:: Instructions for the task ::
Please copy, character for character, each line from the beginning of the listing to the line containing "Report one point per instance of the clear", including both.
START Given records
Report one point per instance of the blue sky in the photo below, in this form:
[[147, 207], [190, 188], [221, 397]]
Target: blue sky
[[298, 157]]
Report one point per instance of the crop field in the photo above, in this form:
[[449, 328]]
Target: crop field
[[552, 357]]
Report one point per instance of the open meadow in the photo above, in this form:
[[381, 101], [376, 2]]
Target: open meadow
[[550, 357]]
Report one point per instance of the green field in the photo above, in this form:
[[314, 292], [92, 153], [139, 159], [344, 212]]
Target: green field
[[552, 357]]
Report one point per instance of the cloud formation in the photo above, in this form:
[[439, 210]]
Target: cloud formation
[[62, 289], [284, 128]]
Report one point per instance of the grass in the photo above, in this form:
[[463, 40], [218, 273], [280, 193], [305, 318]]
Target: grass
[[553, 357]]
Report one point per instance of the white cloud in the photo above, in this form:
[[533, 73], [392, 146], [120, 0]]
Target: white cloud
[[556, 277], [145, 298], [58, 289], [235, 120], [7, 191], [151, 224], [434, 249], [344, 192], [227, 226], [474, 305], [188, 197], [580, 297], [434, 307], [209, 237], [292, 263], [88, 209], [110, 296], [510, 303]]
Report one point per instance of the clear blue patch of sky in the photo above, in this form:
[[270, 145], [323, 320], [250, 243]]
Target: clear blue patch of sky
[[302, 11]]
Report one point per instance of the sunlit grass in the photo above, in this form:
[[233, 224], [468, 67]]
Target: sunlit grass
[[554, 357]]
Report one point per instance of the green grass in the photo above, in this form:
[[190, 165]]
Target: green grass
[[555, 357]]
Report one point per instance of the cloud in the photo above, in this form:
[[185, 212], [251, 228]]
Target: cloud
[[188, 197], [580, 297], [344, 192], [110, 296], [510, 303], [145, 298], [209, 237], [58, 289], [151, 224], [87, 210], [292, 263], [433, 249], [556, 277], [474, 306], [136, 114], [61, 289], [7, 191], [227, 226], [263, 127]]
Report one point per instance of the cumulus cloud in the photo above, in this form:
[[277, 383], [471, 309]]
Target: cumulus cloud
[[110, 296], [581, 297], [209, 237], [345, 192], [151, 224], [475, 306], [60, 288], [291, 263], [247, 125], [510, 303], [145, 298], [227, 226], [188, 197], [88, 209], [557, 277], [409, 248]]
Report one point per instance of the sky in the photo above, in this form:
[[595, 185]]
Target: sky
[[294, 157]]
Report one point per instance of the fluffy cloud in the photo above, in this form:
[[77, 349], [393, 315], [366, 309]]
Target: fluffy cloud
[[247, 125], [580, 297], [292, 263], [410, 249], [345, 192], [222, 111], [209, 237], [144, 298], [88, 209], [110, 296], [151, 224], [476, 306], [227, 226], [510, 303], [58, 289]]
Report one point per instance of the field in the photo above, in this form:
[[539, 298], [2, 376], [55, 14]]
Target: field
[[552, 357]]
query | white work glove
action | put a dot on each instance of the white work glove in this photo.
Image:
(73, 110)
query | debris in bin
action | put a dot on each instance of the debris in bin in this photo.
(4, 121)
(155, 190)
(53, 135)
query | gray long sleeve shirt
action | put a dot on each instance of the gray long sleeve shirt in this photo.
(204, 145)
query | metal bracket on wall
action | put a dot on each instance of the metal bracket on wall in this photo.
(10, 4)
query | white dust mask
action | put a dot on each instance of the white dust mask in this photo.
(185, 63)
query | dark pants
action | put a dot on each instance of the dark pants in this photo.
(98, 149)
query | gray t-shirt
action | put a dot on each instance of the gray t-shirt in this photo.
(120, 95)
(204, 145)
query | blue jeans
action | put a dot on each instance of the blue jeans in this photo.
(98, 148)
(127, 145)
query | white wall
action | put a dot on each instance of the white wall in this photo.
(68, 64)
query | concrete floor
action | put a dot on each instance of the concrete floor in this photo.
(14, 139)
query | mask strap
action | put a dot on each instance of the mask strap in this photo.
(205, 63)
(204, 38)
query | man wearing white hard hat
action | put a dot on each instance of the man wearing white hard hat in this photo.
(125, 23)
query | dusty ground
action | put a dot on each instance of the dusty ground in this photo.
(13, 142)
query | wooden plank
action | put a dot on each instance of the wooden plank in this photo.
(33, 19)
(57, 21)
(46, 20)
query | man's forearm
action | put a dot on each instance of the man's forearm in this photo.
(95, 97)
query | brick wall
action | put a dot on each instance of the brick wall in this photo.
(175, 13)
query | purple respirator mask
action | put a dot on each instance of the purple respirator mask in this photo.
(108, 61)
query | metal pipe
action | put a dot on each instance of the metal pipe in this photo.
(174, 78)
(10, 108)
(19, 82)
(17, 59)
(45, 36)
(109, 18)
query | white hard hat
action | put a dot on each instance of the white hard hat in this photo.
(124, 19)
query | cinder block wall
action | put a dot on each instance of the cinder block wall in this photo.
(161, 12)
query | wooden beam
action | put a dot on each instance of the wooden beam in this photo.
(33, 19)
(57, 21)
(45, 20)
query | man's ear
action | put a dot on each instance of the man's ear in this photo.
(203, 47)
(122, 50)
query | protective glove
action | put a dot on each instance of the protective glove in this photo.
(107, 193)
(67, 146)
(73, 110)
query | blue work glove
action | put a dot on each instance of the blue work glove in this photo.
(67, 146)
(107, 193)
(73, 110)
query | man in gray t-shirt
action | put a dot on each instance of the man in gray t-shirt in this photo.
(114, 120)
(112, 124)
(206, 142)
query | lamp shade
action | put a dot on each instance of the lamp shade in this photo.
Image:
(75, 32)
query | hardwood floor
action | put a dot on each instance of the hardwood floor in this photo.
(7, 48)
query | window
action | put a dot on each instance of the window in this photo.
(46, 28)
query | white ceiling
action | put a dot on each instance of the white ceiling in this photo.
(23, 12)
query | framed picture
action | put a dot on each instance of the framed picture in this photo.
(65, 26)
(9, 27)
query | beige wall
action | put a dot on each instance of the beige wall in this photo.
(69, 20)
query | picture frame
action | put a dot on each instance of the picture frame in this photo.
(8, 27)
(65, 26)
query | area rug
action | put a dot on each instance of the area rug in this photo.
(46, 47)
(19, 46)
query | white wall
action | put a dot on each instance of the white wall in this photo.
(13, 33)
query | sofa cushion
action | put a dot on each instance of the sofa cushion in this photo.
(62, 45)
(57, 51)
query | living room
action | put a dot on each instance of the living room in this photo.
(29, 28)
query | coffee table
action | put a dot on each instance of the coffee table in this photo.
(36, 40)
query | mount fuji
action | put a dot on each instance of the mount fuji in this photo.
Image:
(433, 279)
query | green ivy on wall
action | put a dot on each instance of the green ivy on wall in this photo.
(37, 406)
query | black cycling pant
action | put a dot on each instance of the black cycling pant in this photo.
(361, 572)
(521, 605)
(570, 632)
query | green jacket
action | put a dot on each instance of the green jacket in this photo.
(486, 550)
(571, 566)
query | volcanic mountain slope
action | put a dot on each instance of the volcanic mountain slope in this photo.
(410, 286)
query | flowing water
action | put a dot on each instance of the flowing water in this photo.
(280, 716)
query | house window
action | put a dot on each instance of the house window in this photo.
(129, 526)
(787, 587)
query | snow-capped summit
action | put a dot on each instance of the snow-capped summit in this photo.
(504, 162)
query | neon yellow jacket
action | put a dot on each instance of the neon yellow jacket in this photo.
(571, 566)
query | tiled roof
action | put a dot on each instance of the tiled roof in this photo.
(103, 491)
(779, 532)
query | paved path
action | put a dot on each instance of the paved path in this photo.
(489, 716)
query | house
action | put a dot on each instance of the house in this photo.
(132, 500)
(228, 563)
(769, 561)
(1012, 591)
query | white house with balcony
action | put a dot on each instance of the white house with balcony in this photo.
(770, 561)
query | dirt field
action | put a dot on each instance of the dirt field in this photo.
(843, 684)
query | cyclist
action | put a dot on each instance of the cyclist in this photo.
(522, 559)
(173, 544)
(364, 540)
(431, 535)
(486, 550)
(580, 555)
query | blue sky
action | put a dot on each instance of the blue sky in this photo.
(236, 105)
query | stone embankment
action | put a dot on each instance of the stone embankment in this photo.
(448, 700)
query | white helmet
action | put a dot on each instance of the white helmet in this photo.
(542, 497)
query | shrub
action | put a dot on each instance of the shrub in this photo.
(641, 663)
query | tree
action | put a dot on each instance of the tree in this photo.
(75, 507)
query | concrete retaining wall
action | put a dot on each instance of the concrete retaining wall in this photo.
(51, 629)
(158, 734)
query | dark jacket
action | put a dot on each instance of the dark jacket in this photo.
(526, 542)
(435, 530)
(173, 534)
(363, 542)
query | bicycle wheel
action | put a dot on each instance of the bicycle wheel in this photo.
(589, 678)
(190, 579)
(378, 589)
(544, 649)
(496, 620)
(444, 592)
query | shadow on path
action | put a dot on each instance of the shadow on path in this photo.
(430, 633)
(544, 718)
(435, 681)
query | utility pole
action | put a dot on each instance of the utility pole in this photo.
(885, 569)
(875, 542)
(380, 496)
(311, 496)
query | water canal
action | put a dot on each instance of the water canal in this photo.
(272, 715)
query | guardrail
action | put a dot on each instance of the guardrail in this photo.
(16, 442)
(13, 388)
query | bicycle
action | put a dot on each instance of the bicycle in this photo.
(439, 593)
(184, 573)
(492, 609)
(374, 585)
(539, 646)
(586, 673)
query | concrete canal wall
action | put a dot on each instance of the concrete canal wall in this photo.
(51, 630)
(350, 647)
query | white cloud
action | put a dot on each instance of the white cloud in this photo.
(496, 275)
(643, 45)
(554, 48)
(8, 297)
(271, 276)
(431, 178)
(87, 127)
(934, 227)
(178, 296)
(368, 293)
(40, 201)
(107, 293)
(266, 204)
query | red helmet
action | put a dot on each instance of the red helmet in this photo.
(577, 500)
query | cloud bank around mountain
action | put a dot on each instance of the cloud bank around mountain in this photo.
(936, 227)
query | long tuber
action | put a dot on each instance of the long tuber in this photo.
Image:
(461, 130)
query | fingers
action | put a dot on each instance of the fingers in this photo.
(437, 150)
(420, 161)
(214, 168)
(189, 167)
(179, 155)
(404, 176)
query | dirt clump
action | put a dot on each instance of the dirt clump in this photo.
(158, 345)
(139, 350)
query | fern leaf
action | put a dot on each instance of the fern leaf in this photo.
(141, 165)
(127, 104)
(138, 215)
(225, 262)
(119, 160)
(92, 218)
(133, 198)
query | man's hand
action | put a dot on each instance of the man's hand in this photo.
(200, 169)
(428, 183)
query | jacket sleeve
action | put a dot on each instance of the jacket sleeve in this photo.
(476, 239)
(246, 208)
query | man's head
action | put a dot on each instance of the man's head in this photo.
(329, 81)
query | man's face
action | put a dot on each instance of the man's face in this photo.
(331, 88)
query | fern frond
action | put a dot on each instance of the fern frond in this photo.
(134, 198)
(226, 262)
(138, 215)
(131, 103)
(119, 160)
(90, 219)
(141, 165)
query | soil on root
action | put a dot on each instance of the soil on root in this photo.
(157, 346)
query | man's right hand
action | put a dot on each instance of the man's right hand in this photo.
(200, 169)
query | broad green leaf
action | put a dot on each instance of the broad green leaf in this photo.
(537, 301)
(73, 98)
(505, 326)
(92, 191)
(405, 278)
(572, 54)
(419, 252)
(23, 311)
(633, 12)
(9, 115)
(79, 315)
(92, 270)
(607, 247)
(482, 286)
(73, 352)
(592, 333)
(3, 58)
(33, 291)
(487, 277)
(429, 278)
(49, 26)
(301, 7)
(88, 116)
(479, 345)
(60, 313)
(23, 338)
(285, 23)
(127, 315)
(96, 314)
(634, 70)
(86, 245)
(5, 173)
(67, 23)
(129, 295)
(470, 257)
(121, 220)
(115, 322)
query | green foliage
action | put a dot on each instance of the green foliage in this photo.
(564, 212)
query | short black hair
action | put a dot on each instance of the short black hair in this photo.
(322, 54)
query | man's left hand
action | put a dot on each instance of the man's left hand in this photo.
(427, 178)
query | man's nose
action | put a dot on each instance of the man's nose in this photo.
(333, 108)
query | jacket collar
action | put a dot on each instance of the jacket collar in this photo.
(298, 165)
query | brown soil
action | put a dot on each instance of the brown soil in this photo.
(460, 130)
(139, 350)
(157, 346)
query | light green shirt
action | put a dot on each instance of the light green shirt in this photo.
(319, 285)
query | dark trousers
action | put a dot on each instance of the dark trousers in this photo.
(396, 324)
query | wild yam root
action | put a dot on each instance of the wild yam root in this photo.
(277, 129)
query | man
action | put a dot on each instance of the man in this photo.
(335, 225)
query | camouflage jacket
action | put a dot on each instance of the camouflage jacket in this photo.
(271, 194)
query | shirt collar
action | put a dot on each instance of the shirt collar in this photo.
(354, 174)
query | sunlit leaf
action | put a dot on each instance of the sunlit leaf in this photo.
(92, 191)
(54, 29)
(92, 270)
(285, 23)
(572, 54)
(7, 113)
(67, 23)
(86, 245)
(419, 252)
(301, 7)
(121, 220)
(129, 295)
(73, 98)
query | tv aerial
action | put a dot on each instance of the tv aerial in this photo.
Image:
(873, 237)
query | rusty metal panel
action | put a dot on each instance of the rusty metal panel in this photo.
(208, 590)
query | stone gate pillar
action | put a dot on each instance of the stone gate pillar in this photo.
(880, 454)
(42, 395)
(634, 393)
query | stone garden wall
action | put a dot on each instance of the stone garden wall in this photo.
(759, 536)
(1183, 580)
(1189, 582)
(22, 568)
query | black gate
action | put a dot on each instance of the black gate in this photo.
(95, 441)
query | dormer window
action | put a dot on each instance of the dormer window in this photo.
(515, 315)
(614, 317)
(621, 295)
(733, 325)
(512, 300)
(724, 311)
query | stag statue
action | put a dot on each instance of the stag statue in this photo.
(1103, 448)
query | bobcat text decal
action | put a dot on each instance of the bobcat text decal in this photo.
END Given records
:: Solution to the exercise ::
Report one point per instance of the blue sky in the photo below, in this form:
[[147, 207], [190, 188], [221, 397]]
Target: blue sky
[[298, 157]]
Report one point per instance of the crop field in the photo above, in this form:
[[449, 328]]
Target: crop field
[[552, 357]]
Report one point per instance of the open meadow in the photo above, in this form:
[[381, 101], [376, 2]]
Target: open meadow
[[550, 357]]
Report one point per instance of the green field in the photo above, in this form:
[[314, 292], [92, 153], [139, 159], [344, 212]]
Target: green field
[[552, 357]]
Report one point per instance of the cloud formation in the photo above, in this form:
[[439, 210]]
Target: cloud formation
[[62, 289], [284, 128]]
Report one point per instance of the grass in the photo above, in this form:
[[463, 40], [218, 273], [280, 193], [305, 318]]
Target: grass
[[553, 357]]
Report one point per instance of the white cloud in the photo above, in this form:
[[533, 73], [392, 146], [120, 0]]
Target: white cloud
[[556, 277], [145, 298], [58, 289], [235, 120], [7, 191], [151, 224], [434, 249], [344, 192], [227, 226], [474, 305], [188, 197], [580, 297], [434, 307], [209, 237], [292, 263], [88, 209], [110, 296], [510, 303]]
Report one point per instance of the clear blue patch of sky in the photo above, in this form:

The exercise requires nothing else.